WHAT THE TASK REQUIRES: Return every line of the entries below that contains the word "petal".

SOURCE RECORDS:
---------------

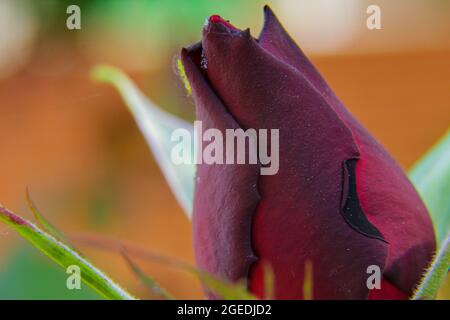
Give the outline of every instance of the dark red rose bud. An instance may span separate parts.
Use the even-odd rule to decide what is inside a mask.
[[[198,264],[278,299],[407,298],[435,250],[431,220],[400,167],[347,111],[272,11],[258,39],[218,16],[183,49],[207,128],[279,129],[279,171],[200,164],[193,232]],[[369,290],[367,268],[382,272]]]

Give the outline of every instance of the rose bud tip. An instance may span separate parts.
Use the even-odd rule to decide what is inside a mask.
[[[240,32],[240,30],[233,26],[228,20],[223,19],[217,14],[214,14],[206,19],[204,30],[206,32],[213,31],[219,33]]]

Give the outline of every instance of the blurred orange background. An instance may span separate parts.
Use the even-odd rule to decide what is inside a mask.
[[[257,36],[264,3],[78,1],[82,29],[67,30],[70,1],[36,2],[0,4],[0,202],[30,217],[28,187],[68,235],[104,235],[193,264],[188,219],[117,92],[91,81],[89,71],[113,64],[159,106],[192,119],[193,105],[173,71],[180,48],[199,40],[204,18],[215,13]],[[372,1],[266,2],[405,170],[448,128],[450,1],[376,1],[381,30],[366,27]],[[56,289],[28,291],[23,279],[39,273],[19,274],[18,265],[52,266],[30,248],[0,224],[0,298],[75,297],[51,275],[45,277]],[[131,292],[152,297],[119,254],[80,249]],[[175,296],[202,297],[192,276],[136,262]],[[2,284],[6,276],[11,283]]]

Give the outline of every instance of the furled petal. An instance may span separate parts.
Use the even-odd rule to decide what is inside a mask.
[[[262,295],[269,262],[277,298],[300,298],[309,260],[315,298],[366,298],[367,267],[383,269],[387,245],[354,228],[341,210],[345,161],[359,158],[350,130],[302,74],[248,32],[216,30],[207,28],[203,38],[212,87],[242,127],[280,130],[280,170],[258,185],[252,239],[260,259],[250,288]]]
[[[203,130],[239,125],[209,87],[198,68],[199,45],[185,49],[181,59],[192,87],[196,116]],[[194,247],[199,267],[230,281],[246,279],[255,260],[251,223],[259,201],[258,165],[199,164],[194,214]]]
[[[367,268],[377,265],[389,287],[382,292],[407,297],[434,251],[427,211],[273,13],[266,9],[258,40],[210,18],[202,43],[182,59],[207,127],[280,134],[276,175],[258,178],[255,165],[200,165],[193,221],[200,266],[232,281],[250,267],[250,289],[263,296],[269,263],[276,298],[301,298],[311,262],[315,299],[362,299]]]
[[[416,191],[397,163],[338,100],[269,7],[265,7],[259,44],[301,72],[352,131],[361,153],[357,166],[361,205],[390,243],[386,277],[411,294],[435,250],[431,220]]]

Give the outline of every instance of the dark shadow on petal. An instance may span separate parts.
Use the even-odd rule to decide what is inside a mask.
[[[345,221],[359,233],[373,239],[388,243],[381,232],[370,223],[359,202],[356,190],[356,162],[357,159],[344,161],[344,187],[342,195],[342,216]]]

---------------

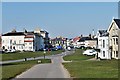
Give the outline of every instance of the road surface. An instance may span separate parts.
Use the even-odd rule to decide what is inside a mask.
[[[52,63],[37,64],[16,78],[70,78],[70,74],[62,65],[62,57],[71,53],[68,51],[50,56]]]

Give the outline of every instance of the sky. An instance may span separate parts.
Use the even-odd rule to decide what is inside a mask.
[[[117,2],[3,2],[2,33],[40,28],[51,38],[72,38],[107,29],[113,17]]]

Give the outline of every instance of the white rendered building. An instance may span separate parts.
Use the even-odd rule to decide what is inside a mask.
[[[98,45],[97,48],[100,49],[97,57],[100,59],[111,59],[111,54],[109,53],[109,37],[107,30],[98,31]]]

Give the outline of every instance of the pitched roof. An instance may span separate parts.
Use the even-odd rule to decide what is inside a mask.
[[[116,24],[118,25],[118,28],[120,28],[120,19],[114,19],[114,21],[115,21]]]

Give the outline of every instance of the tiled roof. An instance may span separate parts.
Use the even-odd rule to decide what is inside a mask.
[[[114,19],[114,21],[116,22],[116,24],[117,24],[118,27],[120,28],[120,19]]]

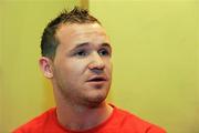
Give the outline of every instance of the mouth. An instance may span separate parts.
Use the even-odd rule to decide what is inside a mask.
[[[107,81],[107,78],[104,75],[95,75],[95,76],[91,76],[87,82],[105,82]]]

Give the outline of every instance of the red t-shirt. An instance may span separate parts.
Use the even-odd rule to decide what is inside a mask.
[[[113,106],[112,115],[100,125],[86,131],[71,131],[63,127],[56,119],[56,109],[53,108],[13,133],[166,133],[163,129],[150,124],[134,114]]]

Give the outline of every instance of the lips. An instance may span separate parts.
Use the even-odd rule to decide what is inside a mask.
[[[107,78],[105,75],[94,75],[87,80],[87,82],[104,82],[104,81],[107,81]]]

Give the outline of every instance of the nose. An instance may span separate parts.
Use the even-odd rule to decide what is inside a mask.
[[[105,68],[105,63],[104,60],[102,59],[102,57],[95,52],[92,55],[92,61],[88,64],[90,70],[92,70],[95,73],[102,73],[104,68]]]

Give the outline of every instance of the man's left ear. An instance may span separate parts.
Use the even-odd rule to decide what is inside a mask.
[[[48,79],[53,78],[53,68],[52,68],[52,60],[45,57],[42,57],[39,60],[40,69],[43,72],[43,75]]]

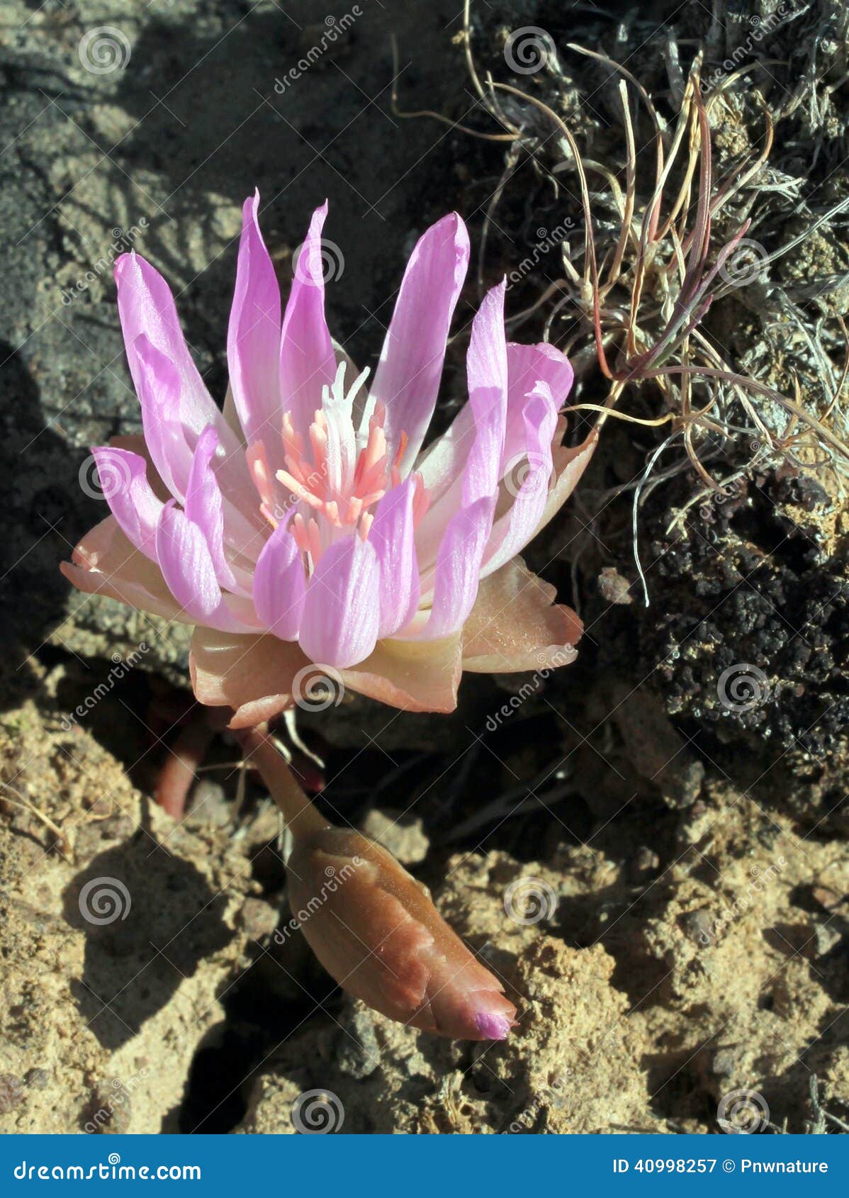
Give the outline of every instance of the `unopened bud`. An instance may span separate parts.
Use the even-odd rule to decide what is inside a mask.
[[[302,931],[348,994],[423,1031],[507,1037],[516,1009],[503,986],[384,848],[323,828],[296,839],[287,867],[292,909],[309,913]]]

---------------

WORKED SOLUTION:
Give the outline of every instance of the furled petal. An instance may span separate parts.
Give the outline of every instance of the dark shadow on petal. An instance may span separate parts.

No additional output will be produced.